ABOUT THIS EXERCISE. Beginning with the line that contains "Target: rear wheel", output each line below exactly through the last one, both included, and nothing else.

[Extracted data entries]
--- START ---

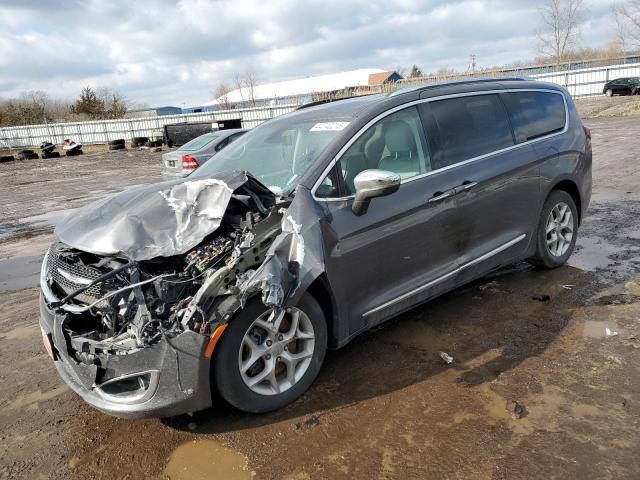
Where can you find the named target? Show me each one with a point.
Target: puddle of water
(206, 459)
(50, 218)
(595, 253)
(19, 273)
(45, 221)
(597, 328)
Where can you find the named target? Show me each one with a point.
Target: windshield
(199, 142)
(278, 152)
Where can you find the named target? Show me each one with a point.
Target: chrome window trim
(360, 132)
(453, 272)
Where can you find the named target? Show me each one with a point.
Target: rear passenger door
(497, 182)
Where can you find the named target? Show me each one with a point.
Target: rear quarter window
(535, 114)
(466, 127)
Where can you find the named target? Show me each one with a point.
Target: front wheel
(557, 231)
(266, 361)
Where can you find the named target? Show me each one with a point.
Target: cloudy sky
(165, 52)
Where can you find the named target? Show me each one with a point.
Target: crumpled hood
(157, 220)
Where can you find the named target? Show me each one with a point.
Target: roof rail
(331, 100)
(424, 86)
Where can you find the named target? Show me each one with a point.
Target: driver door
(403, 241)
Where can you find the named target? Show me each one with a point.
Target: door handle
(439, 196)
(465, 187)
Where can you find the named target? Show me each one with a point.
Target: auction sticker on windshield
(329, 127)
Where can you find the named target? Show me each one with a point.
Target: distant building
(300, 90)
(384, 77)
(153, 112)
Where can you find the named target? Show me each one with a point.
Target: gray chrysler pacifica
(302, 234)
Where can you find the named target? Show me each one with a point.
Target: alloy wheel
(559, 229)
(276, 351)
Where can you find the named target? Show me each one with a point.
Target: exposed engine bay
(116, 306)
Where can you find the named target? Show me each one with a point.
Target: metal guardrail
(102, 131)
(579, 82)
(583, 82)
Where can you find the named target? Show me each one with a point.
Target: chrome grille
(58, 263)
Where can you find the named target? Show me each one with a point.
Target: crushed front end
(133, 335)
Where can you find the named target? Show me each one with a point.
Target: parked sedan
(191, 155)
(315, 227)
(622, 86)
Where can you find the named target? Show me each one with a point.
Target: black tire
(543, 257)
(138, 141)
(27, 155)
(226, 375)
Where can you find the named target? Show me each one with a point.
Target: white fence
(582, 82)
(101, 131)
(589, 81)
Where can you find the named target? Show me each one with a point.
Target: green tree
(415, 72)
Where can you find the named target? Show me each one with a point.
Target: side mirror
(371, 184)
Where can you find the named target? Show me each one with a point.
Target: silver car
(194, 153)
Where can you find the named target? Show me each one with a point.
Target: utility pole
(472, 63)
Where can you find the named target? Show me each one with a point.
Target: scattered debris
(610, 333)
(446, 357)
(71, 148)
(312, 421)
(614, 359)
(493, 285)
(541, 297)
(517, 410)
(618, 299)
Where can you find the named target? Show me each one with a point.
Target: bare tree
(561, 23)
(627, 16)
(251, 82)
(246, 85)
(221, 93)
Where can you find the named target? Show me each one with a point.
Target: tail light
(189, 163)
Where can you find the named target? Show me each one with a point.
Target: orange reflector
(215, 336)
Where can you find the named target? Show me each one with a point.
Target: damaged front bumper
(163, 380)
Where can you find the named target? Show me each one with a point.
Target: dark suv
(305, 232)
(622, 86)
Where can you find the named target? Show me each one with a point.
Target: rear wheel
(263, 361)
(557, 231)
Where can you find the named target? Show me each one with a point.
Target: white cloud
(175, 52)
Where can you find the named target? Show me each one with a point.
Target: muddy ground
(537, 388)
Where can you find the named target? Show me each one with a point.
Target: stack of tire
(116, 144)
(139, 141)
(48, 150)
(27, 155)
(145, 142)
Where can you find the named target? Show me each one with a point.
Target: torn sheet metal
(295, 258)
(157, 220)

--- END ---

RESULT OF THIS TASK.
Target: rear wheel
(263, 361)
(557, 231)
Where can you find the named target? Show me each one with a point.
Target: white cloud
(175, 52)
Where can you find the named target? Show me each one with a point.
Target: muddy ground
(537, 388)
Where can you find the named target? Show me each one with a point.
Target: stack of tire
(116, 144)
(139, 141)
(48, 150)
(27, 155)
(145, 142)
Where can you find the named target? Show me each one with a point.
Target: torn sheet metal
(295, 258)
(157, 220)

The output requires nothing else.